Exercise prompt: Update the passage on initial hemostasis by reproducing everything from "Endoscopic treatment for" down to "and 30.3%, respectively).", with every instance of "banding ligation" replaced by "band ligation".

Text for analysis:

---

The pharmacologic agents used for initial hemostasis were terlipressin in 42.4% of episodes, somatostatin in 35.5%, and octreotide in 2.9%. They were administered in advance of diagnostic endoscopy in 84.8% of cases. The median (range) dose and duration of each drug was 4 (3-6) mg/day for 3 (1-8) days for terlipressin, 6 (6) mg/day for 3 (1-8) days for somatostatin, and 0.6 (0.6) mg/day for 4 (2-8) days for octreotide.
Endoscopic treatment for initial hemostasis was carried out during initial diagnostic endoscopy in 252 of 310 patients (81.3%), or otherwise on an elective basis and in stable hemodynamic conditions at the median time of nine hours after admission. The major endoscopic techniques for treating variceal and nonvariceal hemorrhage were banding ligation (279 of 310 patients, 90%) and electrocoagulation (20 of 48 patients, 41.7%), respectively. To control the bleeding from esophageal varices, banding ligation and endoscopic injection sclerotherapy were used in 242 cases (88.6%) and 15 cases (5.5%), respectively. In patients who bled from gastric varices, banding ligation and endoscopic variceal obturation with N-butyl-2-cyanoacrylate (Histoacryl) were most frequently used (32.3% and 30.3%, respectively).

---

Source material:
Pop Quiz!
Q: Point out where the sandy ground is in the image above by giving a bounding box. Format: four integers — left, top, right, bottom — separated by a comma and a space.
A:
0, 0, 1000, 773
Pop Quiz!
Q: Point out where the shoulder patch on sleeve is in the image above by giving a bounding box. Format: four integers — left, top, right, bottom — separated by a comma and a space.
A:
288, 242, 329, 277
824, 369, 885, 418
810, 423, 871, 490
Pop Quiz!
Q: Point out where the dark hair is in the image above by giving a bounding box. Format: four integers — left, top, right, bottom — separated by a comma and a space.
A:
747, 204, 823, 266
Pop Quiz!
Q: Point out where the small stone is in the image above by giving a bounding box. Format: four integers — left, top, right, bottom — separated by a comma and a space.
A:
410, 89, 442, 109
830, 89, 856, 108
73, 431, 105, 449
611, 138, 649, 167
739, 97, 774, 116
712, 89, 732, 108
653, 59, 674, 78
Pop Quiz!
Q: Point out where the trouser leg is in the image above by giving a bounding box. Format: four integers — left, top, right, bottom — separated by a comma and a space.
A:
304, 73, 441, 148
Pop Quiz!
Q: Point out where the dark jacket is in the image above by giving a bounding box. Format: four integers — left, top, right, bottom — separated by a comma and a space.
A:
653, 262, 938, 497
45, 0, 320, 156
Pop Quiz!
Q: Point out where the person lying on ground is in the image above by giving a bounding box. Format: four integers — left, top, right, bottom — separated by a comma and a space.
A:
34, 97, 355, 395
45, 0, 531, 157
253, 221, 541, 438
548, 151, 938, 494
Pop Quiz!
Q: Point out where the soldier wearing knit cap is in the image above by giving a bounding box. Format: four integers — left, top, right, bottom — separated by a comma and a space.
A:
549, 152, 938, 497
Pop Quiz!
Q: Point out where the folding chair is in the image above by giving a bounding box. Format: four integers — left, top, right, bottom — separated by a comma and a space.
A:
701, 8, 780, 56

---

Task output:
Endoscopic treatment for initial hemostasis was carried out during initial diagnostic endoscopy in 252 of 310 patients (81.3%), or otherwise on an elective basis and in stable hemodynamic conditions at the median time of nine hours after admission. The major endoscopic techniques for treating variceal and nonvariceal hemorrhage were band ligation (279 of 310 patients, 90%) and electrocoagulation (20 of 48 patients, 41.7%), respectively. To control the bleeding from esophageal varices, band ligation and endoscopic injection sclerotherapy were used in 242 cases (88.6%) and 15 cases (5.5%), respectively. In patients who bled from gastric varices, band ligation and endoscopic variceal obturation with N-butyl-2-cyanoacrylate (Histoacryl) were most frequently used (32.3% and 30.3%, respectively).